(Source data Opens)

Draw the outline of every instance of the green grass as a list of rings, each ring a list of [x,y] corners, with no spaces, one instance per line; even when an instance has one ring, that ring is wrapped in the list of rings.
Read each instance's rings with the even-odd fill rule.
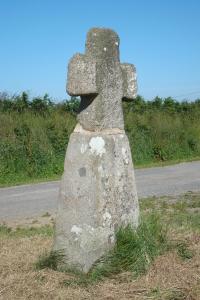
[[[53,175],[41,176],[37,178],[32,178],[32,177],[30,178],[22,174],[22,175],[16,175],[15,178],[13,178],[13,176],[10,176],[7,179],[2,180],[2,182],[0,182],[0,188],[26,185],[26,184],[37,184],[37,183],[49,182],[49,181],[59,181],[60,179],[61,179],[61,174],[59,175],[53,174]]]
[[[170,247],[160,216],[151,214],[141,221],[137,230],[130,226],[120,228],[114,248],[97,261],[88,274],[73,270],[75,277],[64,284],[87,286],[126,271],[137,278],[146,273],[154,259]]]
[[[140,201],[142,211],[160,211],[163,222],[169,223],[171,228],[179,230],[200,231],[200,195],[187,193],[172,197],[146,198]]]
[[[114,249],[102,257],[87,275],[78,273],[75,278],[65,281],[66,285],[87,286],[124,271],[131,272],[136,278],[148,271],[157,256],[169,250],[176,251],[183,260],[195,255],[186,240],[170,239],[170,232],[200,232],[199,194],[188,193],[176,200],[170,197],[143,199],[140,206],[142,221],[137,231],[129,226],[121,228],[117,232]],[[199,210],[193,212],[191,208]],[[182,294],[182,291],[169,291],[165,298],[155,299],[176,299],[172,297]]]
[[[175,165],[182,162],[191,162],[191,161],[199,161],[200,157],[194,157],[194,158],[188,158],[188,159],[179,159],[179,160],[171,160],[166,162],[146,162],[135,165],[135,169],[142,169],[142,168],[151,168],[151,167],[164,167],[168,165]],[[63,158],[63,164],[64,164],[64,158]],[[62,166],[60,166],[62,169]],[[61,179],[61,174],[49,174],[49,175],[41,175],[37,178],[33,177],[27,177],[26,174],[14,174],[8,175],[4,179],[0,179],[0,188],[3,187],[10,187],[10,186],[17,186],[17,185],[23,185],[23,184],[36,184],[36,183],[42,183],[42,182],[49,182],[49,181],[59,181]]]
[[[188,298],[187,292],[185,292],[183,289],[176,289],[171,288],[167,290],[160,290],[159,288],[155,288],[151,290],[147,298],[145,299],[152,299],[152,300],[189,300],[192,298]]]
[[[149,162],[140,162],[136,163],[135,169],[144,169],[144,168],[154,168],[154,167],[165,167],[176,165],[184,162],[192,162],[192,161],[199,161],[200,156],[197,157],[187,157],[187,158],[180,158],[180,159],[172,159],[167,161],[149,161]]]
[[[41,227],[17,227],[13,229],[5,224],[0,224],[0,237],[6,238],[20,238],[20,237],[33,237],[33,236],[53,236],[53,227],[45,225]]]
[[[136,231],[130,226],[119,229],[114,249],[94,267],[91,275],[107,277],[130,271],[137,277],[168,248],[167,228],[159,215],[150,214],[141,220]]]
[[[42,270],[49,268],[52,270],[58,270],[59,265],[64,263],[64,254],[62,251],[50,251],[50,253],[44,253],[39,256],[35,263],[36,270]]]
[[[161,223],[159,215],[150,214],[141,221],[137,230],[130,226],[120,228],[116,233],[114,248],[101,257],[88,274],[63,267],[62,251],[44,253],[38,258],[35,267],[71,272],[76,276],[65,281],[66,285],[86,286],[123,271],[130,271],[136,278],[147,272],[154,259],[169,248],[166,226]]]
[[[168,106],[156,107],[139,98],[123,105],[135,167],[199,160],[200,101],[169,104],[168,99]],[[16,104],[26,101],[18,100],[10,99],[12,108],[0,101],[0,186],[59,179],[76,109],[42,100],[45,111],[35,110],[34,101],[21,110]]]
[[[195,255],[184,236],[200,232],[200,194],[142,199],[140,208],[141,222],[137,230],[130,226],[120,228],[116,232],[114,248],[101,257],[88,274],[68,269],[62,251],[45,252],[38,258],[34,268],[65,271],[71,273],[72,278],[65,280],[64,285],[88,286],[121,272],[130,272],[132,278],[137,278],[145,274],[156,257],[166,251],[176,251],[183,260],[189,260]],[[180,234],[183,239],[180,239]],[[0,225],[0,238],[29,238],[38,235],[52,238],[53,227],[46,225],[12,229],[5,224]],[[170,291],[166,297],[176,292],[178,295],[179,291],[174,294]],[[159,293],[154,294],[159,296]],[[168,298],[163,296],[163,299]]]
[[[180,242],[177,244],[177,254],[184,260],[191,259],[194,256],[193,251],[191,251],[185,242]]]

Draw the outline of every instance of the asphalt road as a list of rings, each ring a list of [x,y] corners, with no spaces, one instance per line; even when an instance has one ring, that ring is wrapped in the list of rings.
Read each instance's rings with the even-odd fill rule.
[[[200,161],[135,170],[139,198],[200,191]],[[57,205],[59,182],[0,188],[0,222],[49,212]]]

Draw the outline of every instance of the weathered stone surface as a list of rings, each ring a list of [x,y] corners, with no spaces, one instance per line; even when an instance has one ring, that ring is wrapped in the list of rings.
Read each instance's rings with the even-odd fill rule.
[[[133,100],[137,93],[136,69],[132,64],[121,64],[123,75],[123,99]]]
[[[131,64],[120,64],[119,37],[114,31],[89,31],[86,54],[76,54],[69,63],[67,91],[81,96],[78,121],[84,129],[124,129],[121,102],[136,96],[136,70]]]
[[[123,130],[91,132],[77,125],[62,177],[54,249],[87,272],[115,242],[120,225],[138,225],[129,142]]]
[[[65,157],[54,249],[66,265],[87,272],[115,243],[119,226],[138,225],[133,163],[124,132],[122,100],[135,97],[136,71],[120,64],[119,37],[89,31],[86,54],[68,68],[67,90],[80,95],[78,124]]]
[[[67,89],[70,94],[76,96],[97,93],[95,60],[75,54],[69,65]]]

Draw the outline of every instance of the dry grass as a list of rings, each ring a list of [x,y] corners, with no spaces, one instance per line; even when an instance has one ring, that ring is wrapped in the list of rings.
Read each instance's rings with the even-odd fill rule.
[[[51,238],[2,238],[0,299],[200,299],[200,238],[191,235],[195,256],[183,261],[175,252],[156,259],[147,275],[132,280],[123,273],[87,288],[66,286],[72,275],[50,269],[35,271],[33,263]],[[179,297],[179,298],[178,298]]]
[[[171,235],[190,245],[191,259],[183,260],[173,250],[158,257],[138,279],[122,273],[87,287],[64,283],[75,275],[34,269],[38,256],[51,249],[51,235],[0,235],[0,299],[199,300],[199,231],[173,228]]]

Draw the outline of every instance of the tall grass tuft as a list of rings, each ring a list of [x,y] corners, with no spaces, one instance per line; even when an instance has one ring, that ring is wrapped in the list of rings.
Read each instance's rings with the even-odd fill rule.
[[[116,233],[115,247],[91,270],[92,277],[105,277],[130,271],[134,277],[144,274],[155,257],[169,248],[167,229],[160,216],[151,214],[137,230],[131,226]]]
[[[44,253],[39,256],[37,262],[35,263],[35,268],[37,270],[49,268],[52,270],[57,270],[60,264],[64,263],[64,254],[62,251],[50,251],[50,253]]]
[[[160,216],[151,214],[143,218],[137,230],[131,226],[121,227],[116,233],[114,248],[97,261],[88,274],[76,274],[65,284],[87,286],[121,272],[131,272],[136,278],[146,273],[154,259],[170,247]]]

(Source data Closes)

**Assignment**. Nothing but the lines from the one with "Draw the outline of every instance of the tall" through the last line of the entries should be repeated, and those exactly.

**Task solution**.
Draw the outline of every instance of the tall grass tuft as a list of rings, each ring a list of [x,y] corners, with no spaces, one instance per line; even when an instance has one ring, that ring is wrapped in the list of rings.
Read each instance's rings with the even-odd fill rule.
[[[116,233],[115,247],[91,270],[92,277],[105,277],[130,271],[134,277],[144,274],[155,257],[169,248],[167,229],[160,216],[151,214],[137,230],[131,226]]]
[[[44,253],[39,256],[37,262],[35,263],[35,268],[37,270],[49,268],[52,270],[57,270],[60,264],[64,263],[64,254],[62,251],[50,251],[50,253]]]
[[[160,216],[151,214],[143,218],[137,230],[131,226],[121,227],[116,233],[114,248],[97,261],[88,274],[76,274],[65,284],[87,286],[121,272],[131,272],[136,278],[146,273],[154,259],[170,247]]]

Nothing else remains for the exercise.